**** Materials provided ****

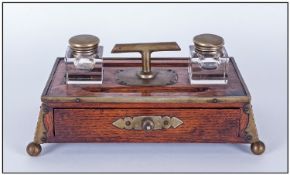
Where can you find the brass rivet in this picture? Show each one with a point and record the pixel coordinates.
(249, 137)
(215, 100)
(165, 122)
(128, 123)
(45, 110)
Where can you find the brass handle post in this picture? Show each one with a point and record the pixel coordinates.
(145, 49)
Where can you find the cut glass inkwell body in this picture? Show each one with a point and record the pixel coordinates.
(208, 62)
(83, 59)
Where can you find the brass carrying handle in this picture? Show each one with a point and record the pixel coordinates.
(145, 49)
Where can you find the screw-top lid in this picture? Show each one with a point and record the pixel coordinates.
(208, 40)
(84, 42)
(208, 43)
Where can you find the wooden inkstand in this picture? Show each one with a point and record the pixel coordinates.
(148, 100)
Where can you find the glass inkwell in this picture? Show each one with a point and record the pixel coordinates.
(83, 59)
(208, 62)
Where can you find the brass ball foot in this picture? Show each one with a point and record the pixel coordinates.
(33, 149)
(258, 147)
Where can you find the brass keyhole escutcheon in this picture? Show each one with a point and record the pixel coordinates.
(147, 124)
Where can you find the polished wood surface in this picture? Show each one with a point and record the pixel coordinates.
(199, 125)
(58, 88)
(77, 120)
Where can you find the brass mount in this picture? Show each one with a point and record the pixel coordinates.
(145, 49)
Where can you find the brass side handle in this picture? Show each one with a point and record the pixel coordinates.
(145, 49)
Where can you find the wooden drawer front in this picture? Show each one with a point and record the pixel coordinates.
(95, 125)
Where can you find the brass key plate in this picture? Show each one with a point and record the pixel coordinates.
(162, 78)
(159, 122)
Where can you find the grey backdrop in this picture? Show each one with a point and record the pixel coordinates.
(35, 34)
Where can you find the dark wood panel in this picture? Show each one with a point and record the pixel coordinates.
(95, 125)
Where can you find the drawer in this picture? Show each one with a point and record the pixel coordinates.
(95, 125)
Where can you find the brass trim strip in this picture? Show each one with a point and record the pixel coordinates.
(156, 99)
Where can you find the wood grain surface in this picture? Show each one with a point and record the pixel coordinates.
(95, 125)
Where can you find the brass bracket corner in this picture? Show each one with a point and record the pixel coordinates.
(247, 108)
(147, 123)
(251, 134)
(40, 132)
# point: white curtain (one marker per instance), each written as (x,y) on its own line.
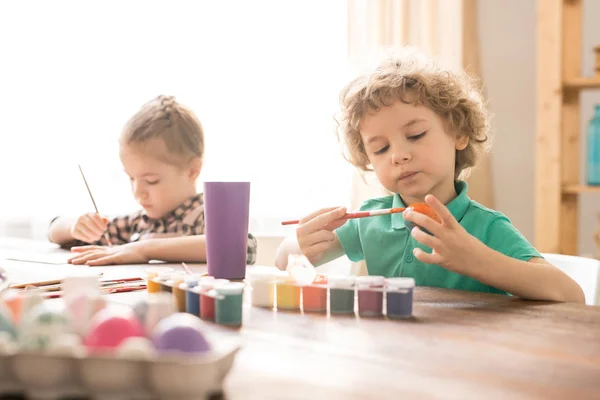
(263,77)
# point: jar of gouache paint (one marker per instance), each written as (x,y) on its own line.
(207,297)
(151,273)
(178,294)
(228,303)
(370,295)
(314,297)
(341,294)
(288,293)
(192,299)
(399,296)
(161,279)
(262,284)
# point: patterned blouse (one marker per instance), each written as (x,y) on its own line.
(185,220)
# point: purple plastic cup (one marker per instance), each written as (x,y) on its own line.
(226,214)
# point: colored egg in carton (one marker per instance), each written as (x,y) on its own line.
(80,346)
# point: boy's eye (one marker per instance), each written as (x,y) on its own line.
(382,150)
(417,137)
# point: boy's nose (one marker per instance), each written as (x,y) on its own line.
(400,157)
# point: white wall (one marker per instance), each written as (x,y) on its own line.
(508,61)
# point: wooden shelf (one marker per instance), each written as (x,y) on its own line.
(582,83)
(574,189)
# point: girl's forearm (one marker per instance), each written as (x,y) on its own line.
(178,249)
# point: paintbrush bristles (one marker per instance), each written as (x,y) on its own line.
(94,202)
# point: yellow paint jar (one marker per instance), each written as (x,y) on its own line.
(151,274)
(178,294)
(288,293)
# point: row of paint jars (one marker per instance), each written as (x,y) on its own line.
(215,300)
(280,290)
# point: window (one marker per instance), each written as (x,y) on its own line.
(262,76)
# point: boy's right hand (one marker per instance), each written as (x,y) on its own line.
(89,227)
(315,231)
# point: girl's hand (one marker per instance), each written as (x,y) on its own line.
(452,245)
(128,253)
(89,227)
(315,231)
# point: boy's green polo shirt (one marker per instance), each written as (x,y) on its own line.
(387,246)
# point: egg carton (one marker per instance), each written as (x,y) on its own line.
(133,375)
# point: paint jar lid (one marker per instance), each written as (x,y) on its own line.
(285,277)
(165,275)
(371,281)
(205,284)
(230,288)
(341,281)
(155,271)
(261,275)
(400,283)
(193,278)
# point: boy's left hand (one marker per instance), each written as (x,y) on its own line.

****

Exercise details: Could every entry above be printed again exactly, images excluded?

Result for this exercise:
Where can you find the brass rivet in this picture? Show each one with a point and record the pixel coordinates.
(249, 137)
(215, 100)
(165, 122)
(128, 123)
(45, 110)
Where can you find the brass handle post in this picture? Show each one with a point and record the pixel coordinates.
(145, 49)
Where can you find the cut glass inkwell body in this picture? Show each one with a point and record the pixel coordinates.
(208, 62)
(83, 59)
Where can you find the brass carrying handle in this picture? Show each one with a point and record the pixel coordinates.
(145, 49)
Where can you find the screw-top lid in this picture? Show each one with a point and record the pixel coordinates.
(208, 40)
(84, 42)
(208, 43)
Where can you find the wooden inkstand in this picture? Show each one with a point and record the pixel coordinates.
(148, 100)
Where can you find the glass inkwell in this picture? Show each one with a point and record the pixel coordinates.
(83, 59)
(208, 62)
Where can you find the brass ball foot in this picture? Show each one with a point and record the pixel coordinates.
(33, 149)
(258, 147)
Where can you find the brass keyhole escutcheon in this picture? Show each one with a point and record the pixel coordinates.
(147, 124)
Where can you find the polished wood surface in this picture? Show each one with a point and record the pixel coordinates.
(199, 125)
(58, 88)
(77, 120)
Where can you find the brass mount in this picture? Show each one with a point and record the pixel coordinates.
(145, 49)
Where can you find the brass side handle in this picture? Show each one with a point and record the pixel coordinates.
(145, 49)
Where can you find the wooden drawer front in this picture? Show each one with a point and record the pixel coordinates.
(95, 125)
Where can you find the brass key plate in this picture? Show each one with a point and record the pixel coordinates.
(162, 78)
(159, 122)
Where can you find the grey backdrop in this picture? Show each one with a point and record the pixel coordinates.
(35, 34)
Where can you find the dark wood panel in this picture? Show each one with a point and record the pixel coordinates.
(95, 125)
Where can you find the drawer in this picture? Show each one with a point and record the pixel coordinates.
(95, 125)
Where can you find the brass trim strip in this picture? Show each one with a point and record the pixel coordinates.
(156, 99)
Where can you find the wood grain surface in this picture? Show each one with a point and record the pixel coordinates.
(95, 125)
Where can you find the brass bracket corner in this picture? Show each one with a point and record the pixel coordinates.
(247, 108)
(147, 123)
(251, 134)
(40, 132)
# point: white curtain (one marker per instance), each written as (x,y) on its own line.
(263,77)
# point: jar of gouache paint (one marker per instance), each written as (x,y) on its own line.
(207,297)
(151,273)
(178,294)
(228,303)
(370,295)
(314,297)
(341,294)
(288,293)
(192,299)
(399,296)
(161,279)
(262,284)
# point: patterned blouse (one marker per instance), each written as (x,y) on its own line.
(185,220)
# point: purple plastic cup (one marker per instance), each written as (x,y) on its own line.
(226,214)
# point: colored egg in carton (one marker per instance), each written as (x,y) on its own line.
(80,346)
# point: boy's eye (one marker per instance), each written as (x,y) on its own line.
(382,150)
(417,137)
# point: boy's nose (one marker per instance), each written as (x,y) on its own line.
(400,157)
# point: white wall (one marker per instance), each written as (x,y) on its own line.
(508,61)
# point: wooden shelf (one marker per instance), each written as (x,y) on its own line.
(582,83)
(574,189)
# point: girl's forearm (one marker per instance), each written as (x,y) on its own line.
(178,249)
# point: paintbrush bristles (one marker per instance), each written as (x,y) on its own line.
(94,202)
# point: yellow paint jar (one marker per instance), each written as (x,y) on its own line.
(151,274)
(178,294)
(288,293)
# point: row of paint jars (one marker per instance), each written as (x,y) on its own line.
(215,300)
(280,290)
# point: window (one marker per instance), each written as (x,y) on its own line.
(262,76)
# point: boy's right hand (one marker per instance), each written as (x,y) on its own line.
(89,227)
(315,231)
# point: girl's hand (one marker per instance), each written as (x,y) on its own line.
(452,245)
(128,253)
(89,227)
(315,231)
# point: boy's green polo shirt (one marker per instance), each written as (x,y) on its own line.
(387,246)
# point: egg carton (one marker per instance), each written as (x,y) on its own line.
(133,375)
# point: paint jar lid (one marker per instance), each written as (x,y) on its own line.
(285,277)
(165,275)
(371,281)
(205,284)
(230,288)
(341,281)
(155,271)
(261,275)
(400,283)
(193,278)
# point: boy's left hand (one marker per instance), each written as (x,y) on its own line.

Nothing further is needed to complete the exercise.